Output the lines of the records below exactly, beginning at their first line and ending at the line with "rough mask: <svg"; include no pictures.

#### INFORMATION SHOWN ####

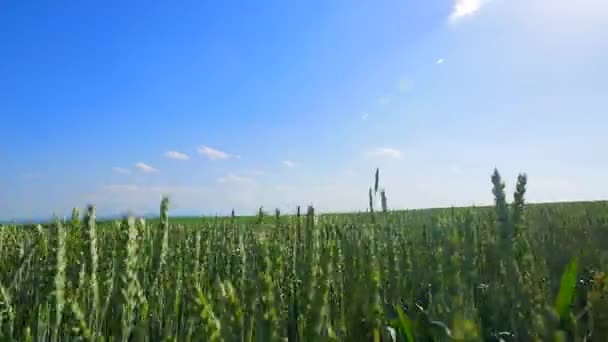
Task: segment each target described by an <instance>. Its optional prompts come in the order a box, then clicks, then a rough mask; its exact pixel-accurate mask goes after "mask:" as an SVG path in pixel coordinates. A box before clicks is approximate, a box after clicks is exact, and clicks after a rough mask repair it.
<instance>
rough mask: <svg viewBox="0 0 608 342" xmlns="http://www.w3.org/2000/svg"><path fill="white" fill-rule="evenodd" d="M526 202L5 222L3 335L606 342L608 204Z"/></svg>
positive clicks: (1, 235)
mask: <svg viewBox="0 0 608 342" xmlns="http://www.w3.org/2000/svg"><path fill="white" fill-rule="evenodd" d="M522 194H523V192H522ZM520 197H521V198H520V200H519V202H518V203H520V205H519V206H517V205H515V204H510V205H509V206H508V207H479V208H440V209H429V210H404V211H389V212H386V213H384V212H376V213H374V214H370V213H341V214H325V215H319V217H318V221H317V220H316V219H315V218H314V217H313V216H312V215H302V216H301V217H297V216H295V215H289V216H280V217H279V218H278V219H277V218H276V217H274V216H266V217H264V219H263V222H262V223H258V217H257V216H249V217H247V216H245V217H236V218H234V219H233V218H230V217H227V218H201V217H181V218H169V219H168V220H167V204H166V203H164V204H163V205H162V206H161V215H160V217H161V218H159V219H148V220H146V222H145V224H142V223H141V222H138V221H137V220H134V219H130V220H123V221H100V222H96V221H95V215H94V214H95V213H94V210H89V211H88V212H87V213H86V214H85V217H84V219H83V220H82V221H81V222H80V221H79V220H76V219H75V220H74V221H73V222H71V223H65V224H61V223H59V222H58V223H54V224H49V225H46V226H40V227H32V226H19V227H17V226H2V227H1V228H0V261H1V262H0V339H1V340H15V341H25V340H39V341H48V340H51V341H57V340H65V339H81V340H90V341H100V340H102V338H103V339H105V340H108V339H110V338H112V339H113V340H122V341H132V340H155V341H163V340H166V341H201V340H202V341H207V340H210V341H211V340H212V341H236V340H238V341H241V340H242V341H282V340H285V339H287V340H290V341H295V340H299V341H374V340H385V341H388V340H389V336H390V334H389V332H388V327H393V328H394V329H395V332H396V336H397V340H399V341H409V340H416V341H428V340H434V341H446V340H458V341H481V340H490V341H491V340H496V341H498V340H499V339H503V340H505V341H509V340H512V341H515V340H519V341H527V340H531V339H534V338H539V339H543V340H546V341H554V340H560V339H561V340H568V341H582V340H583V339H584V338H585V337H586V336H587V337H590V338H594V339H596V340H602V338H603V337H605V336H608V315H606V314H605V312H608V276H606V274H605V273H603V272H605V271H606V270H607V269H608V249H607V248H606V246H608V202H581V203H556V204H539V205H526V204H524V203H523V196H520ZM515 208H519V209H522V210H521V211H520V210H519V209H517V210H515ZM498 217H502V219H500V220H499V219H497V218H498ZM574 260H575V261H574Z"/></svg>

####

SOLUTION TO THIS TASK →
Task: segment each target described by an <instance>. Its optional prompts come in the order a box, then clicks, then a rough mask; its exact pixel-accurate mask goes after "mask:" as an SVG path in pixel coordinates. A box before clicks is approximate, a box after clicks is exact, and clicks after a rough mask repair it.
<instance>
rough mask: <svg viewBox="0 0 608 342" xmlns="http://www.w3.org/2000/svg"><path fill="white" fill-rule="evenodd" d="M526 202L5 222L3 335L606 342L608 204Z"/></svg>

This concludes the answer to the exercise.